#### Document excerpt:
▬▬▬▬▬▬▬▬▬▬

Oh for goodness sakes! Is this a true find???
oh Andy W. did you get tested? i know that it's unlikely the piece of paper has any diseases on it but finding it down your pants is still a cause for concern
Well, if it is only Herpes and Sex Juice, then no worries. Hoof and Mouth disease is a cause for concern, so thank god that is not listed on the paper.
Piece of paper your comment reminds me of a story...my son who was 9 got sent home with a note because he told a little girl wearing lip gloss she looked like she had hoof and mouth disease...even kids know having that is effed up!
espite the invention of ink, some die-hards still preferred to wri
Oh, great! And now the paper is on the inside of my computer monitor!! Does that mean I've got one of those computer virus things?
@Phoebe Muse, I like your son's willingness to speak his own mind. Hope the teacher didn't quash it too badly.
Dude, unless you plan to rub the paper on your junk, don't worry about it. And, you know, gross.
i woke up and found a booger stuck to my face. i think i'll send that in as a found.
Mona lisa...LOL
I was thinking...ewww...and good thing there was no pubic lice on the paper.
So Andy got up and dookied in Meredeth's toilet.
infectious laughter?

▬▬▬▬▬▬▬▬▬▬

#### Source information:
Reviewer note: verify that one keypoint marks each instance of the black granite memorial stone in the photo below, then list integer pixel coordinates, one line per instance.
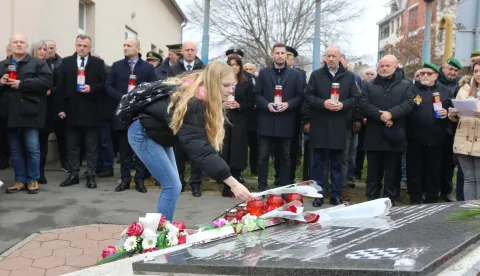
(412, 240)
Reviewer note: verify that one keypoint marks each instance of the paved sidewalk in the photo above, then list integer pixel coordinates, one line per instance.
(61, 251)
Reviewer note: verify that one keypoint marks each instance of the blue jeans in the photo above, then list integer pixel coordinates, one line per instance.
(336, 156)
(25, 153)
(160, 161)
(105, 147)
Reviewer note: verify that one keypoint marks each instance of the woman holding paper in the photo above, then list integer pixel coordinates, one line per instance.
(467, 140)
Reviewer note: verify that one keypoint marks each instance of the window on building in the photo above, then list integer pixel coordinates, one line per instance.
(385, 31)
(413, 17)
(130, 33)
(82, 18)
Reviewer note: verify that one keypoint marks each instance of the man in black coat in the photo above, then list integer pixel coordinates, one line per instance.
(329, 118)
(117, 85)
(79, 106)
(187, 64)
(23, 108)
(427, 128)
(277, 117)
(385, 102)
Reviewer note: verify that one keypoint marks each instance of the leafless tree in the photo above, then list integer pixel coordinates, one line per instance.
(256, 25)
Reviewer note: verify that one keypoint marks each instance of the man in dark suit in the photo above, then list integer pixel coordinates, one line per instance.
(328, 119)
(277, 116)
(187, 64)
(118, 85)
(79, 106)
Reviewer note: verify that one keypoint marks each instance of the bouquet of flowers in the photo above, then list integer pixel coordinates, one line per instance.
(151, 233)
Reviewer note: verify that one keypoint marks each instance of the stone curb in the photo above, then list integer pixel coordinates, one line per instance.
(18, 245)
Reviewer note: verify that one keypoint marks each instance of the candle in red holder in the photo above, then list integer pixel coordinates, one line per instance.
(230, 215)
(255, 207)
(12, 72)
(294, 196)
(132, 82)
(241, 211)
(275, 201)
(335, 92)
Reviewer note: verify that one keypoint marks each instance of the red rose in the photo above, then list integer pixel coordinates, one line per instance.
(162, 221)
(109, 251)
(180, 225)
(149, 250)
(292, 209)
(182, 239)
(135, 229)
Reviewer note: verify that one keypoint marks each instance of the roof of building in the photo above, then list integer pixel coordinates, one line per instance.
(179, 10)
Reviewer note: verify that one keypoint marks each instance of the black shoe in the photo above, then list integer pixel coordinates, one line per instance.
(140, 186)
(91, 183)
(124, 185)
(71, 180)
(317, 202)
(227, 191)
(42, 180)
(196, 192)
(105, 173)
(336, 201)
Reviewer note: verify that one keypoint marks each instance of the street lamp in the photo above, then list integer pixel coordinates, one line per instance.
(316, 37)
(427, 31)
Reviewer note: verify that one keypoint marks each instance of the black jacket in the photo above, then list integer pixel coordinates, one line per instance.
(281, 124)
(235, 144)
(192, 137)
(117, 82)
(422, 126)
(155, 120)
(81, 109)
(179, 68)
(163, 69)
(26, 106)
(397, 99)
(328, 129)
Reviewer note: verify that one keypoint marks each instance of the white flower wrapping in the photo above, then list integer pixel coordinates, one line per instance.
(282, 213)
(307, 188)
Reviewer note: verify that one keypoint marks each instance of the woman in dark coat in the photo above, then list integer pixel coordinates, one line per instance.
(235, 143)
(38, 49)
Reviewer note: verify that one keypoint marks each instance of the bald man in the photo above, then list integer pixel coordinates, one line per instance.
(79, 106)
(326, 115)
(117, 85)
(188, 62)
(386, 102)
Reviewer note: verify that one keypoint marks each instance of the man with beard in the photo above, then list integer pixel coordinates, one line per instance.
(386, 102)
(448, 76)
(426, 133)
(278, 95)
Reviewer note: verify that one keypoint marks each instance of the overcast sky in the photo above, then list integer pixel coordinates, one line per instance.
(365, 30)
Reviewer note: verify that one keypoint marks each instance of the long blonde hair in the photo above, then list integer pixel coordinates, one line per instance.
(210, 79)
(475, 85)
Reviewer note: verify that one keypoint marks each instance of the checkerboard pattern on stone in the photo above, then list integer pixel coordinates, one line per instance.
(61, 251)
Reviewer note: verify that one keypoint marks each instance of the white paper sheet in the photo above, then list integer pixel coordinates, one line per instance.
(465, 108)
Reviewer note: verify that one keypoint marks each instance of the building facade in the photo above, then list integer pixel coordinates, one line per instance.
(155, 23)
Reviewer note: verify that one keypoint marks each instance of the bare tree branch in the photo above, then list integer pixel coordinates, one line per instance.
(255, 25)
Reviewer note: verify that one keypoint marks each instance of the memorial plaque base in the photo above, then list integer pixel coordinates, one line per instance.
(412, 240)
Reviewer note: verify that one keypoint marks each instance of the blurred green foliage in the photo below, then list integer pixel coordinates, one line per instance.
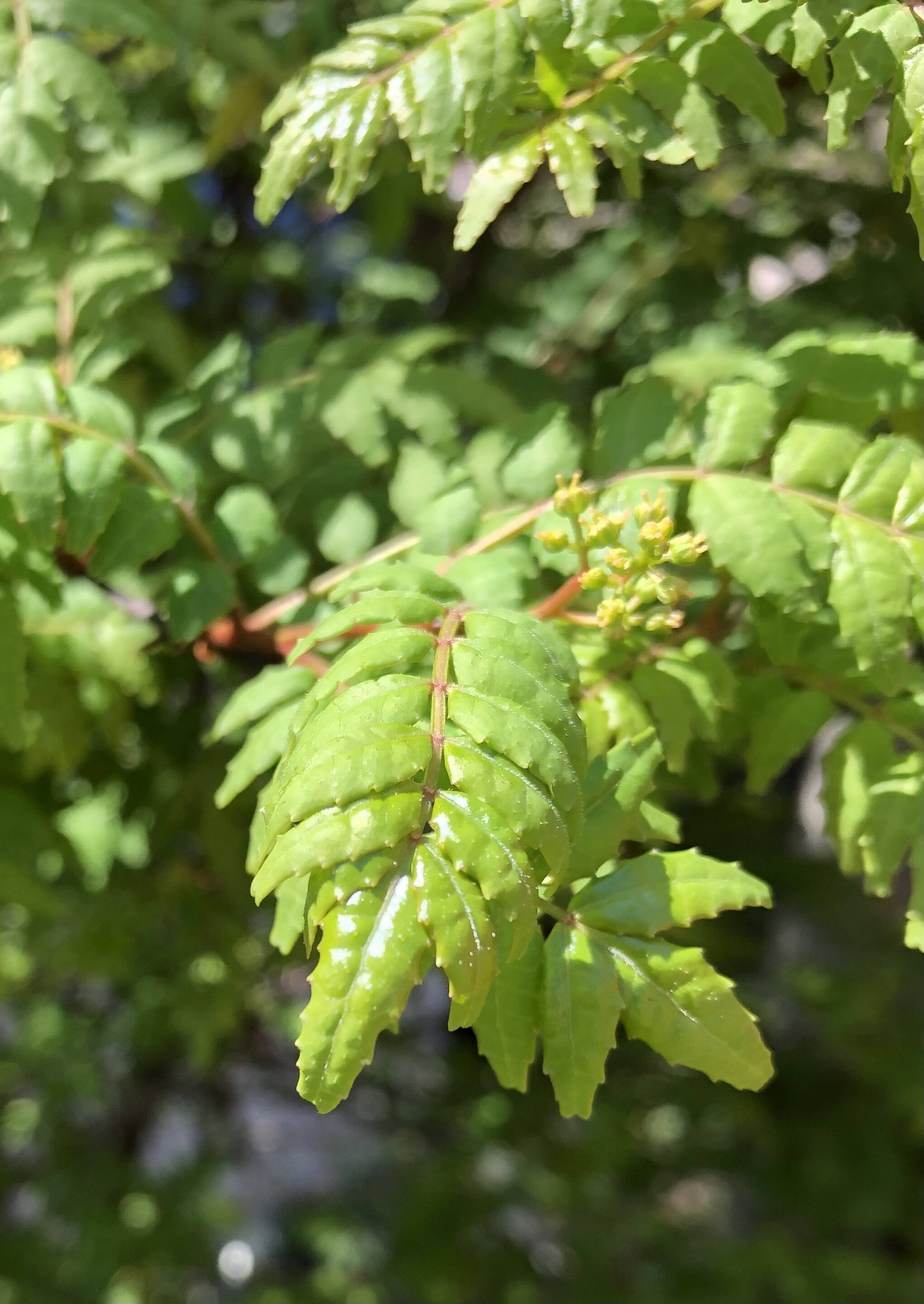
(152, 1149)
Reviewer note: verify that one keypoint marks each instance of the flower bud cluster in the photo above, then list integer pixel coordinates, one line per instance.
(642, 594)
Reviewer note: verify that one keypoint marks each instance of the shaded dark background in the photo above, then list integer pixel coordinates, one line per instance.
(152, 1144)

▬▬▬▬▬▬▬▬▬▬

Copy out the comment thread about the found piece of paper in full, word for word. Rely only on the comment thread.

Oh for goodness sakes! Is this a true find???
oh Andy W. did you get tested? i know that it's unlikely the piece of paper has any diseases on it but finding it down your pants is still a cause for concern
Well, if it is only Herpes and Sex Juice, then no worries. Hoof and Mouth disease is a cause for concern, so thank god that is not listed on the paper.
Piece of paper your comment reminds me of a story...my son who was 9 got sent home with a note because he told a little girl wearing lip gloss she looked like she had hoof and mouth disease...even kids know having that is effed up!
espite the invention of ink, some die-hards still preferred to wri
Oh, great! And now the paper is on the inside of my computer monitor!! Does that mean I've got one of those computer virus things?
@Phoebe Muse, I like your son's willingness to speak his own mind. Hope the teacher didn't quash it too badly.
Dude, unless you plan to rub the paper on your junk, don't worry about it. And, you know, gross.
i woke up and found a booger stuck to my face. i think i'll send that in as a found.
Mona lisa...LOL
I was thinking...ewww...and good thing there was no pubic lice on the paper.
So Andy got up and dookied in Meredeth's toilet.
infectious laughter?